DATASET Start Marker

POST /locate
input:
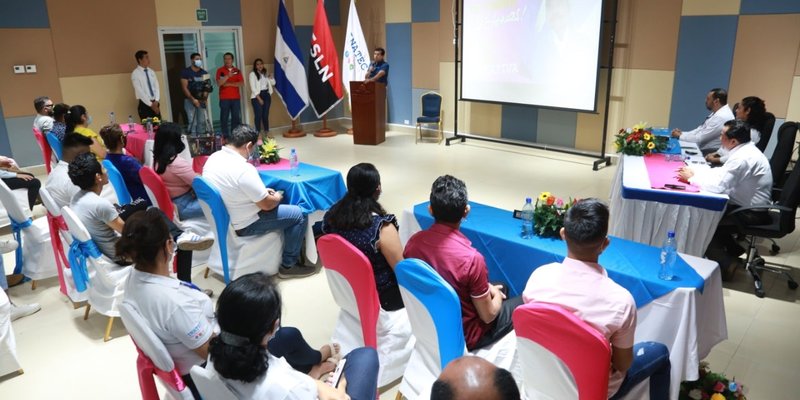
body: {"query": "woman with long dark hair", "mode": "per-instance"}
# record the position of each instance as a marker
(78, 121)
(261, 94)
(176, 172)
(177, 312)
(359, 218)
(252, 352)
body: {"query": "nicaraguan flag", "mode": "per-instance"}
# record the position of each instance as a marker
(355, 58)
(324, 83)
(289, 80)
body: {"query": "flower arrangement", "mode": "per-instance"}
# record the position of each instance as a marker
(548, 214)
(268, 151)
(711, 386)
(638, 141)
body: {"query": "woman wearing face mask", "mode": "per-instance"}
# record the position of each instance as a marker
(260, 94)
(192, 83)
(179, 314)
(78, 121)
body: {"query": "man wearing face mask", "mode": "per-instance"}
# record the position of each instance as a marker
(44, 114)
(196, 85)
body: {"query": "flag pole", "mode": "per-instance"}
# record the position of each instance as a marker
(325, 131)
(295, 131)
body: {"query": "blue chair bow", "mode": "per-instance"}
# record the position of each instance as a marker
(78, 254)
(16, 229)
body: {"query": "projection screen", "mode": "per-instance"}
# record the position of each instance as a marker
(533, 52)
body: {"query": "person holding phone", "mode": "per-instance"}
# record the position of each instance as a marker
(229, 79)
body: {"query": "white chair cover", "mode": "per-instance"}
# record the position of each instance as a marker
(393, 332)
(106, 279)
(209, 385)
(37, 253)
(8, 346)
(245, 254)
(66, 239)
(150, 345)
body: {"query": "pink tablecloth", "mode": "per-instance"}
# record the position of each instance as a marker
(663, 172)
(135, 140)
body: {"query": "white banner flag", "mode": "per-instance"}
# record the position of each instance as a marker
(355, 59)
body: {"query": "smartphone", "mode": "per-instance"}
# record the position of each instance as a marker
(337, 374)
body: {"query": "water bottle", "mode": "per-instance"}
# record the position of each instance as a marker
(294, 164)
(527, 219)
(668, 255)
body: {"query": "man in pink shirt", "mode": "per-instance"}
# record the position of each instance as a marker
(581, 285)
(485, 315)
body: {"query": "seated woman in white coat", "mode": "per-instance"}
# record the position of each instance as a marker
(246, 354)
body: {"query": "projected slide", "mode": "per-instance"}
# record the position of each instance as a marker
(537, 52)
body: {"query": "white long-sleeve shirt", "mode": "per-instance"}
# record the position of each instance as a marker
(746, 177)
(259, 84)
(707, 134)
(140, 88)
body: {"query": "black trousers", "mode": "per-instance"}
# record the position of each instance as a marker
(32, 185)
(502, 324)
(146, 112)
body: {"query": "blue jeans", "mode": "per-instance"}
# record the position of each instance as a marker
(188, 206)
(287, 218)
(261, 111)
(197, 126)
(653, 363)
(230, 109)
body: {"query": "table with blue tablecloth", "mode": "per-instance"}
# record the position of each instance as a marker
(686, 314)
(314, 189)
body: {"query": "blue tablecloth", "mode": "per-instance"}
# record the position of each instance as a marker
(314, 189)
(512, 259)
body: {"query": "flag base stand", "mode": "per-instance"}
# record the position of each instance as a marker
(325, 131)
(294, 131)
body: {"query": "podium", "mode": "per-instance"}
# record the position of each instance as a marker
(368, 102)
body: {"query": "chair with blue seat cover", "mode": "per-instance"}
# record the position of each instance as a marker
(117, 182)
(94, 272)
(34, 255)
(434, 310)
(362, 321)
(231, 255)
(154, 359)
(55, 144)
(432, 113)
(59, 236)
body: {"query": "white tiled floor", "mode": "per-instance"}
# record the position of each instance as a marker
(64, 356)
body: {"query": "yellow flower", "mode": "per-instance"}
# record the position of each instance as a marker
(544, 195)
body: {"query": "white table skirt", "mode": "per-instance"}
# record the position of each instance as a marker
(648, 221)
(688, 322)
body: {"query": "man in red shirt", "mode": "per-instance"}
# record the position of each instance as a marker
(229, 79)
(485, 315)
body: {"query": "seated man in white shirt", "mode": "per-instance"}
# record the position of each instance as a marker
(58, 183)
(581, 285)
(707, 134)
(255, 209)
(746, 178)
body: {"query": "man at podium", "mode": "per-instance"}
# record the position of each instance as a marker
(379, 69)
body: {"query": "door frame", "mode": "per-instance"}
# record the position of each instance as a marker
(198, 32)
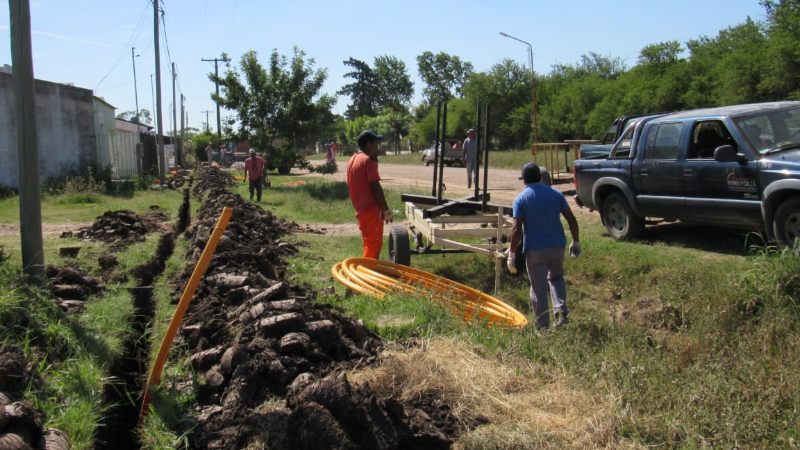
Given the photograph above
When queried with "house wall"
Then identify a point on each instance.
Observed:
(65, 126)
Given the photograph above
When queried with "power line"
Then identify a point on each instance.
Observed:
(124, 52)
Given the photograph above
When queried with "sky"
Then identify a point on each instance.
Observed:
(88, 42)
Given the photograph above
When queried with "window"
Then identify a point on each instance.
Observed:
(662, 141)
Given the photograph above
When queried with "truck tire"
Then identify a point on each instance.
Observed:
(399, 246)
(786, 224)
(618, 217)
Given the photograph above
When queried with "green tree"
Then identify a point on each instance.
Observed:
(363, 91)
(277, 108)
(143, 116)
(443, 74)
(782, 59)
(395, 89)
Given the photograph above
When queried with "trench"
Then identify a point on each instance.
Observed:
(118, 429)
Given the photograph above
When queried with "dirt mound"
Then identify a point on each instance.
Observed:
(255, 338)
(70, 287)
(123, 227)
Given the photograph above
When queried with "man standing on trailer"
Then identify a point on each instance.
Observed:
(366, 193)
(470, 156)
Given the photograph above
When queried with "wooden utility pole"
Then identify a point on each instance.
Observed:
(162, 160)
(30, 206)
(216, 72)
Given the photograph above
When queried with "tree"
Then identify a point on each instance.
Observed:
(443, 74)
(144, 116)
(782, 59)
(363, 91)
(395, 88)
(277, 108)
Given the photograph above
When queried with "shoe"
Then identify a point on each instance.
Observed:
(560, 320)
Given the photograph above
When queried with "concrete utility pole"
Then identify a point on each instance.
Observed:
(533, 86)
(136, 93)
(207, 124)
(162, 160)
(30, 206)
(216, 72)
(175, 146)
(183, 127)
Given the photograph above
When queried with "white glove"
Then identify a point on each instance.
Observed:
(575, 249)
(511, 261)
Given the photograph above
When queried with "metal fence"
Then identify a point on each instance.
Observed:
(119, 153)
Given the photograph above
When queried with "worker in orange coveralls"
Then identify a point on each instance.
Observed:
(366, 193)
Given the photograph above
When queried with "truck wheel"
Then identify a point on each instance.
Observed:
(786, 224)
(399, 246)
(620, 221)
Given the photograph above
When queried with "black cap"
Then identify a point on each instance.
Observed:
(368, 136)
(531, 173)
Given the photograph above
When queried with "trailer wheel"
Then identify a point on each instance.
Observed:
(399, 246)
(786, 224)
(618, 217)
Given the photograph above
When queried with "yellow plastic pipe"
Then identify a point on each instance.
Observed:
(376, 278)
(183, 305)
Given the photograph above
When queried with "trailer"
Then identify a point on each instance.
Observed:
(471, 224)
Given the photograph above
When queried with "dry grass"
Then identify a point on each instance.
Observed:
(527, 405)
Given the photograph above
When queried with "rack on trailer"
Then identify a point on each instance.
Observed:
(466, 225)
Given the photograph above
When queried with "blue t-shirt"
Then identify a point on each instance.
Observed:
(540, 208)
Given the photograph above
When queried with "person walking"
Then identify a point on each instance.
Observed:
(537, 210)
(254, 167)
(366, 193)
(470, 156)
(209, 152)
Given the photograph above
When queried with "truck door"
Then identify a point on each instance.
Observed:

DATASET End Marker
DATASET Start Marker

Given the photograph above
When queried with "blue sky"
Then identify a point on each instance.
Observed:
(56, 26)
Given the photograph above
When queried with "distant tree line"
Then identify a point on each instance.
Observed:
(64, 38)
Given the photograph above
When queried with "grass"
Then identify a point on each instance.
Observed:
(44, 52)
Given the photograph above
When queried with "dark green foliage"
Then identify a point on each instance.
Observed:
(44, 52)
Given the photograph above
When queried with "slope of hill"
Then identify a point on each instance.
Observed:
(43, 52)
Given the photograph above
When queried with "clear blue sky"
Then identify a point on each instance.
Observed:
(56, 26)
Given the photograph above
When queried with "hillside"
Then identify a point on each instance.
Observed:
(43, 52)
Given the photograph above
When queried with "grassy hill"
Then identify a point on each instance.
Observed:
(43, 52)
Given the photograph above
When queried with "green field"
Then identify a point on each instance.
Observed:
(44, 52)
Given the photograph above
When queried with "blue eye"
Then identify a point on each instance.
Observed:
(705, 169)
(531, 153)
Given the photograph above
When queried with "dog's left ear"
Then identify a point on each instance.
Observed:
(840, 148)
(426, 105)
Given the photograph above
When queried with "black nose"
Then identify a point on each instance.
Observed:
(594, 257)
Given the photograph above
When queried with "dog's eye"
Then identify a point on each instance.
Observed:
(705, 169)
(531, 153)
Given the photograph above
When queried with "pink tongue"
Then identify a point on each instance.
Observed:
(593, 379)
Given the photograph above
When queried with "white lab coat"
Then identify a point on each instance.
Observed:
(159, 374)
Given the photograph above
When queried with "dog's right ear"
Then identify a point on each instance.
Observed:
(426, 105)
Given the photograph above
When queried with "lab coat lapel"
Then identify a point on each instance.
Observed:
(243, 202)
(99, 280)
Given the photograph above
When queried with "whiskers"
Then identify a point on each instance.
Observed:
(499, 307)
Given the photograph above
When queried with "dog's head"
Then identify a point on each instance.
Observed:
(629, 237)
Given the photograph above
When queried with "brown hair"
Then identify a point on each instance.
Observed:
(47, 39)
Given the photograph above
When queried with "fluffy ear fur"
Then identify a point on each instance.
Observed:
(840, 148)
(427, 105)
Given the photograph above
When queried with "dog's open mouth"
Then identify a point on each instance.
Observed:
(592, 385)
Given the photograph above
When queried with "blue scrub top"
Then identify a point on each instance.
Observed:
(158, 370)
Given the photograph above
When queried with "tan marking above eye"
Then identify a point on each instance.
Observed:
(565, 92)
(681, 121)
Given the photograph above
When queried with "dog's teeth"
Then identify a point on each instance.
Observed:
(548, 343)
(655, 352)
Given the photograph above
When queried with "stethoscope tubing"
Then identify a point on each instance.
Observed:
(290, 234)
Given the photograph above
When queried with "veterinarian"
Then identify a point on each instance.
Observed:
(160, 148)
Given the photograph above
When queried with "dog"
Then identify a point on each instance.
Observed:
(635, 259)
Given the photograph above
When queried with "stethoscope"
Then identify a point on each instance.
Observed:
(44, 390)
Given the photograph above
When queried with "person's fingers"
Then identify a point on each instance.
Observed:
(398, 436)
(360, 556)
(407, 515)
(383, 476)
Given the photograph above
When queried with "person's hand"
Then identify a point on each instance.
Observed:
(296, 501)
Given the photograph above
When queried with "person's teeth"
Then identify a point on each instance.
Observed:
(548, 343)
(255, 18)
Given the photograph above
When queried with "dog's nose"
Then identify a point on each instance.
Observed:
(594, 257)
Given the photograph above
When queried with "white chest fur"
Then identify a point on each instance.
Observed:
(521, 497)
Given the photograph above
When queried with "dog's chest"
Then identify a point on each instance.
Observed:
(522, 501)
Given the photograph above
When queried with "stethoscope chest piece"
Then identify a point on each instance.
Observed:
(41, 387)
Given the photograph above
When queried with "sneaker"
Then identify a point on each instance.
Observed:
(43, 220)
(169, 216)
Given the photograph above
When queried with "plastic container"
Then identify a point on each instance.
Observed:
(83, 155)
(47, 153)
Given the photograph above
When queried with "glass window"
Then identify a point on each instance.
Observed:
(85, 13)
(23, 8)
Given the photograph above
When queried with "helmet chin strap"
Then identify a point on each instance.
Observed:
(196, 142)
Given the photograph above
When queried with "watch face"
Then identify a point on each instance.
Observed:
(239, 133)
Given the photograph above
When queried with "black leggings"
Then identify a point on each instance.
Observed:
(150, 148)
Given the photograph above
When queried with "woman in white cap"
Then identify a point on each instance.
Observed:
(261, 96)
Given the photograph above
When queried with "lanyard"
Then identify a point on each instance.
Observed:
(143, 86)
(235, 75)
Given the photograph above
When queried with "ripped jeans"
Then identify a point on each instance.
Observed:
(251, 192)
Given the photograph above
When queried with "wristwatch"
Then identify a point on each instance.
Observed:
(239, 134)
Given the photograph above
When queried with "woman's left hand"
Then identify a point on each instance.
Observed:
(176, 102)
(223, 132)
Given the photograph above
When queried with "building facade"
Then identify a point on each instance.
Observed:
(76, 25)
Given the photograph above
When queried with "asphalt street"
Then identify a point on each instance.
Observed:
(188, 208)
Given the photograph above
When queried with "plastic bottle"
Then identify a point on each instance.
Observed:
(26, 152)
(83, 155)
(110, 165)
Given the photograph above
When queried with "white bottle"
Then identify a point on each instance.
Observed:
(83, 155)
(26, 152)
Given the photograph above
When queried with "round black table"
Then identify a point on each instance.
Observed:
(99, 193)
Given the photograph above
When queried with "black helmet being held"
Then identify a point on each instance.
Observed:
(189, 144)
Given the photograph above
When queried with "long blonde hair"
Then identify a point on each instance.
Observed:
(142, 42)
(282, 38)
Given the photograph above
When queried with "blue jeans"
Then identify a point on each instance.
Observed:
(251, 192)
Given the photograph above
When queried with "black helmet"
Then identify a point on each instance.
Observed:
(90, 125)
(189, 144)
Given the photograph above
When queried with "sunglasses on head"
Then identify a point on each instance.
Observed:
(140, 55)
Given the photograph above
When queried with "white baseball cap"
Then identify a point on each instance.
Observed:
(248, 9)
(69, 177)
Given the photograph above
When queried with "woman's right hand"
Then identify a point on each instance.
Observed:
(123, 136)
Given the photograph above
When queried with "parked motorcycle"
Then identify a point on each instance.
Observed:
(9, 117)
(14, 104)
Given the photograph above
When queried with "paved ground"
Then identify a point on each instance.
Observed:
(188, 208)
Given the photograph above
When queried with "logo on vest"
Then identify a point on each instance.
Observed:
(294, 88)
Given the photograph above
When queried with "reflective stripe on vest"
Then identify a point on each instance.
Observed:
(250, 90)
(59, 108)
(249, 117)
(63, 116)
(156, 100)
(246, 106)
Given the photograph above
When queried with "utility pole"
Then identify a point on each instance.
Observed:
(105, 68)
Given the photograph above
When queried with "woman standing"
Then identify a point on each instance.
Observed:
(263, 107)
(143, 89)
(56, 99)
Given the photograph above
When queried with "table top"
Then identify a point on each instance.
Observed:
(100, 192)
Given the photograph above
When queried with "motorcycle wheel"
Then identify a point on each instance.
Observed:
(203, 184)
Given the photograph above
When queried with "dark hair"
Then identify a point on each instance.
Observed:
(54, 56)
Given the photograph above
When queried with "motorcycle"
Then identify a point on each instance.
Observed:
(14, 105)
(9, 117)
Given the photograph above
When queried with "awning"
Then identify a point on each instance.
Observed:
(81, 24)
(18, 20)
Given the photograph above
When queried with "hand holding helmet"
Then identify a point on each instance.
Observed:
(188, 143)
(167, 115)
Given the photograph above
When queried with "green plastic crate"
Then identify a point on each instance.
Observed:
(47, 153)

DATASET End Marker

### [TRY IT]
Search the records for the string "plastic" and, wherever a line contains it, please copy that line.

### [ANSWER TO THIS TASK]
When queried with "yellow plastic pipe"
When queried with "plastic container"
When queried with "plastic bottle"
When queried with "green plastic crate"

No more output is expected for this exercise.